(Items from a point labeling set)
>> Start

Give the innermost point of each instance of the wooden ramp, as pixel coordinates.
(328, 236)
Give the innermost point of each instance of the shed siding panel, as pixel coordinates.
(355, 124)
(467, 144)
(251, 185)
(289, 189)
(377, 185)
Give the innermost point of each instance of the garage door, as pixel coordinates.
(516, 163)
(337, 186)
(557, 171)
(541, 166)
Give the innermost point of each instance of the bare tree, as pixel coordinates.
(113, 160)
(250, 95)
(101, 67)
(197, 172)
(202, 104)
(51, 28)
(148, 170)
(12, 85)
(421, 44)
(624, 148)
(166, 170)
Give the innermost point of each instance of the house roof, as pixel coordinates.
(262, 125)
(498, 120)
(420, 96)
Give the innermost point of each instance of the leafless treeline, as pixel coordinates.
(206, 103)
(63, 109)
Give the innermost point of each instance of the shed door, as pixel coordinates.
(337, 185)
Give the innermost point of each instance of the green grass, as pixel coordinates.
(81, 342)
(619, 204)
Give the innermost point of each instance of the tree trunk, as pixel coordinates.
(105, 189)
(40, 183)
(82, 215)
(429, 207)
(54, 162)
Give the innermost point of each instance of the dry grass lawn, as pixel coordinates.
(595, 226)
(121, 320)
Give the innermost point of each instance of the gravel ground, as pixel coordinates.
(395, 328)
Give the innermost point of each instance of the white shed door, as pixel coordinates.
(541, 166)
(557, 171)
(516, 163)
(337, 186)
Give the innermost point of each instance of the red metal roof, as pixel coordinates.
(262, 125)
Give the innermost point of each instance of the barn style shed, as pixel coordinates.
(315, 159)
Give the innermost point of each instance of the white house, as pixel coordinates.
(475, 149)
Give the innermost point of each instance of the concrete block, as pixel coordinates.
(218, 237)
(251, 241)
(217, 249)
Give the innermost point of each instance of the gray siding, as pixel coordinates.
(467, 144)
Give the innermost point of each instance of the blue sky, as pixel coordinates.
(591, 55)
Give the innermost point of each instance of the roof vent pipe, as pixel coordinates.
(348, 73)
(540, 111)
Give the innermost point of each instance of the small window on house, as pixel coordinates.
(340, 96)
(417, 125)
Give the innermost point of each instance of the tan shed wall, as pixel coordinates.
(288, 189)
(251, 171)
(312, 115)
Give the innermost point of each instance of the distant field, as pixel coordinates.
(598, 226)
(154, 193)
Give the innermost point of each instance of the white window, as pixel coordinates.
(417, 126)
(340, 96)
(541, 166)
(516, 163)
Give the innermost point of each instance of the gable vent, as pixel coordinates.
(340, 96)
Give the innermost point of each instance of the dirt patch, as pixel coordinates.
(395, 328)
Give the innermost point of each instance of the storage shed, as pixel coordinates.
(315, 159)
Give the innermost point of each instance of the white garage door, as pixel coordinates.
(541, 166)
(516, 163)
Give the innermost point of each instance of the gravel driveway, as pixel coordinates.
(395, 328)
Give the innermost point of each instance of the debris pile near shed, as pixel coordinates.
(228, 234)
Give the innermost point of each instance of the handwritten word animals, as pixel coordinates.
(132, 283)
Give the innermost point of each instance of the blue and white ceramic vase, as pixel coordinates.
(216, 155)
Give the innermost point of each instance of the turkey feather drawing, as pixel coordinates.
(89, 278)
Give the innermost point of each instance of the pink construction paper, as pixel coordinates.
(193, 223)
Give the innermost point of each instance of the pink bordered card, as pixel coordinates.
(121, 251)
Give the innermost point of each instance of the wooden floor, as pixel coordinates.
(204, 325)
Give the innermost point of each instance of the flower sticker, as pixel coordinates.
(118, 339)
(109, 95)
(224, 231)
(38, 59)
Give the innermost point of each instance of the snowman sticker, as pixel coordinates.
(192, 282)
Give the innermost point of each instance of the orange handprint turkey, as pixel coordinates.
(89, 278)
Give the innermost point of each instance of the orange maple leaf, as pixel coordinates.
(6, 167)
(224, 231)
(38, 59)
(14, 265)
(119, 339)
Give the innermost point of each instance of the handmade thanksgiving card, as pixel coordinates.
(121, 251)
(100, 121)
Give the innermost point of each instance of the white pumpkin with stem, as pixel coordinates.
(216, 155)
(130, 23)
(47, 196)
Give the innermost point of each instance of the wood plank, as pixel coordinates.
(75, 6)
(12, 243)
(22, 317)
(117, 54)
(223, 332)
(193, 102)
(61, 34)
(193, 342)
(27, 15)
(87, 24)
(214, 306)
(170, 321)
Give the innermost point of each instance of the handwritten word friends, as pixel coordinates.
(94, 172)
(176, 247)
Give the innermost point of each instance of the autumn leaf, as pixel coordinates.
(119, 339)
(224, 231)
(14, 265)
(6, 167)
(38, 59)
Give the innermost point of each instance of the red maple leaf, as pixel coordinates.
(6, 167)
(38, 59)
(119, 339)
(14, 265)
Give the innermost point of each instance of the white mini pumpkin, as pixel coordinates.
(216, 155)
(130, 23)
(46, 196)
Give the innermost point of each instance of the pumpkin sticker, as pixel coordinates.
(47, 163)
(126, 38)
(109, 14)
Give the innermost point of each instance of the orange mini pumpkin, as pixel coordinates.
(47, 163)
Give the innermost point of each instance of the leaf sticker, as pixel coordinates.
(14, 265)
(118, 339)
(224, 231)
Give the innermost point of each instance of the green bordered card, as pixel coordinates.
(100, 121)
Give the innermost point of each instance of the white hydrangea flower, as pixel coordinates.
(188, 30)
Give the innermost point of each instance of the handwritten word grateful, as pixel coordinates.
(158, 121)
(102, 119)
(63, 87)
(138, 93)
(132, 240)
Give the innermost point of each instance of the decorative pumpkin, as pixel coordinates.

>> End

= Work to be completed =
Reproduce verbatim every line of the items from the line containing "Give the innermost point of each instance of the green bordered" through the final line of the items, including both of those lines.

= Correct result =
Give the innermost point of each instance of the green bordered card, as pixel coordinates.
(100, 121)
Give the innermost point of each instance of the white hydrangea flower, as pixel coordinates.
(188, 30)
Give the innermost point of each instance of the handwritten word grateful, as pixel coordinates.
(158, 121)
(102, 119)
(63, 87)
(138, 93)
(132, 240)
Give the innermost point of each instance of the decorative pumpkin, as pixel coordinates.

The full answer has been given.